EXERCISE AIM = Repeat the listing below line for line, without changing anything.

ENTRIES SUPPLIED =
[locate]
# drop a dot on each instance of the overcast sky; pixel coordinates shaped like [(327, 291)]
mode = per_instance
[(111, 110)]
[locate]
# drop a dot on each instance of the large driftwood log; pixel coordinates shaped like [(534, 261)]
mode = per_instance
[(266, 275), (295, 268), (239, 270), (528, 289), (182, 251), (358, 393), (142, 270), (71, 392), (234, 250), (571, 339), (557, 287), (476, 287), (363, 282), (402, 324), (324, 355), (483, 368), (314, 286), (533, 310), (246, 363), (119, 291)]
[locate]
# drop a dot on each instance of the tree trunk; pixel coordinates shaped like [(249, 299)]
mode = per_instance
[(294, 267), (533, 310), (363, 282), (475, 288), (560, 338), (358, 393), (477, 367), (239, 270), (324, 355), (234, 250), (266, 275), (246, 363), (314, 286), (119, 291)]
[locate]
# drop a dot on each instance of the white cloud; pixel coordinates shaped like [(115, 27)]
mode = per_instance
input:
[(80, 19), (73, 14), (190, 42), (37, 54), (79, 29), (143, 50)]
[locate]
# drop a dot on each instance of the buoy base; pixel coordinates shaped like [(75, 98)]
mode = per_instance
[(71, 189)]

TASK SOLUTION =
[locate]
# drop a dot on each instance of the overcast sky; pixel coordinates shaped like [(327, 291)]
mode = per_instance
[(111, 110)]
[locate]
# drop a dot on each instance of the large driftwood log; pixel coordinates shaped like [(534, 261)]
mode = per_instance
[(266, 275), (295, 268), (239, 270), (528, 289), (182, 251), (358, 393), (142, 270), (71, 392), (234, 250), (571, 339), (557, 287), (476, 287), (363, 282), (402, 324), (324, 355), (483, 368), (314, 286), (533, 310), (246, 363), (119, 291)]
[locate]
# drop a dot on each instance of the tree trunk; pixel coordinates shaped like [(249, 299)]
mode = per_instance
[(294, 267), (533, 310), (363, 282), (475, 288), (560, 338), (358, 393), (477, 367), (239, 270), (324, 355), (234, 250), (266, 275), (246, 363), (314, 286), (119, 291)]
[locate]
# drop a dot on each instance of the white cloud; pixel coordinates shaped like [(115, 27)]
mode = per_instance
input:
[(80, 19), (73, 14), (190, 42), (37, 54), (79, 29), (143, 50)]
[locate]
# drop a dot on each instance of the buoy base; pixel coordinates shaped like [(75, 98)]
mode = per_instance
[(71, 189)]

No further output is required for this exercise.